» CHALLENGE: Rewrite the records below, replacing each "lavender" with "heather" and leaving everything else unchanged.

====

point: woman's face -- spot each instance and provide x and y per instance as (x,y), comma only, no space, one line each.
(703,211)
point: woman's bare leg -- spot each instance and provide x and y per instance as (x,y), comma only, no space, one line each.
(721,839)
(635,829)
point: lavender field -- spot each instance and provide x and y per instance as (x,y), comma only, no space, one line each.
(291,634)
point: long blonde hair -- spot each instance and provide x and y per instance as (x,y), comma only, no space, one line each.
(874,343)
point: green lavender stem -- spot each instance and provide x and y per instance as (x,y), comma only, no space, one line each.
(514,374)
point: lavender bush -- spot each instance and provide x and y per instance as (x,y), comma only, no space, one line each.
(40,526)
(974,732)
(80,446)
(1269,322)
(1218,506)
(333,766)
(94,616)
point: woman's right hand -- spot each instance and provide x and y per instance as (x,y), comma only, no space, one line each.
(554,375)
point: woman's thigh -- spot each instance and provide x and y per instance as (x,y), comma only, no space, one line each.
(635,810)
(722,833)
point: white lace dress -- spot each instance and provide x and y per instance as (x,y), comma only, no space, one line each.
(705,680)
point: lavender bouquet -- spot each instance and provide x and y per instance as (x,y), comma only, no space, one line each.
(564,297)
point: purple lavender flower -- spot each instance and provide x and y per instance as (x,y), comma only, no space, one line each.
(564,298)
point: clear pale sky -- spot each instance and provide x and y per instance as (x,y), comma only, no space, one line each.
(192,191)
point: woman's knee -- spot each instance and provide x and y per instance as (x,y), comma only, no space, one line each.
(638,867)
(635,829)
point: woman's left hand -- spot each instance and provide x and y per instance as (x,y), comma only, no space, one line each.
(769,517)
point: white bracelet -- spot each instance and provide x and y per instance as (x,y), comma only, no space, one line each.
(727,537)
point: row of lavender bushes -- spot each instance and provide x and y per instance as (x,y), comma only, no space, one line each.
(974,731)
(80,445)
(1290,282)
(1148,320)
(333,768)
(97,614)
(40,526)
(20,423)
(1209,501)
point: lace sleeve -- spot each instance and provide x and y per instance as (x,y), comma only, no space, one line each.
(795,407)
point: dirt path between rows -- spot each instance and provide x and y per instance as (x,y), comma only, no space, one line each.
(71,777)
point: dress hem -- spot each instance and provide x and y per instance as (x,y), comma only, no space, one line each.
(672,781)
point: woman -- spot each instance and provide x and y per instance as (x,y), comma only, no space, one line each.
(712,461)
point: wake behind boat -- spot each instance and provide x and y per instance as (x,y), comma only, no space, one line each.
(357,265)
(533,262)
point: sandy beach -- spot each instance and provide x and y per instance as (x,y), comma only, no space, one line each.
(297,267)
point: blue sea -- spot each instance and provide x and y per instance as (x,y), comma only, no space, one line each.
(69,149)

====

» ANSWER FOR THE TASK:
point: woman's face -- spot each instance and provide x and y per instance as (x,y), comma only, no space, one line each.
(703,211)
point: woman's bare leg -- spot each instance and provide x and y per instance as (x,y), comma only, no space, one line each.
(721,839)
(635,829)
point: heather field -- spot each instance and provide x and y per instance as (x,y), comma only, no space, one line each.
(291,634)
point: long blonde hair -- spot each instance and provide x and y per instance as (x,y), comma only, no space, one line each.
(874,343)
point: green heather stem -- spot each instance and provide x and y per instance as (x,y), comma only, no space, one line each.
(514,374)
point: heather bush -- spot each instance and provide x and y per instance as (x,y), comma only, no space, one line each.
(40,526)
(974,732)
(80,446)
(1269,322)
(1218,506)
(333,766)
(94,616)
point: woman's right hand -- spot each instance and provide x and y per instance as (x,y), comma only, no space, one line each.
(554,375)
point: woman's thigh -- spot each instance and provide x and y per instance as (x,y), comma only, no space, one line each.
(635,810)
(722,833)
point: white lace dress -- spot each instance and provide x and y per instance as (x,y), comma only, no space, one line each.
(705,680)
point: heather bouquet -- spot each instance and provide x and y per instance as (x,y), comma only, no space, one line each.
(564,297)
point: purple heather flower -- spot each instance and provide x and y per instance as (x,y), comma only, no space, one line each.
(564,298)
point: clear pale sky -- spot each instance and provide x and y per instance as (x,y), comma only, no space, one line each.
(192,191)
point: woman's knee -- spot each instance and provide x and y per instance as (x,y), comma only, no space, one line each.
(638,867)
(635,829)
point: woman's left hand -- spot each instance and provide x and y per instance as (x,y), comma only, no space, one line each.
(769,517)
point: white bracelet -- spot each instance and provide x and y per instance as (x,y), comma only, no space, one line each.
(727,537)
point: row of heather bushes -- spot each instance and provide x and y per instance as (x,y), comma only, no space, one line each.
(974,731)
(80,445)
(1290,282)
(1148,320)
(333,768)
(97,614)
(40,526)
(20,423)
(1209,501)
point: lace sleeve -- spot each instance and provide x and y per instance as (x,y), comma only, no space, one line each.
(795,407)
point: dirt path between rows -- spot each instance and provide x and y per instance as (x,y), comma only, no space, one line each.
(71,777)
point: dress hem -- spot each instance and provide x and y per instance as (x,y), comma only, no space, one line each.
(672,781)
point: woman -- spot each instance and provide x and y per instance as (x,y), comma only, no space, one line each.
(712,461)
point: wake behind boat -- spot each instance and provide x and y per instance as (x,y), comma only, no space, one line each.
(357,265)
(533,262)
point: sandy beach -- spot each instance and provide x and y per instance as (x,y), comma only, no space, one line each.
(297,267)
point: blue sea -- spot each instance and provide x and y per instance as (x,y), comma only, no space, one line each.
(69,149)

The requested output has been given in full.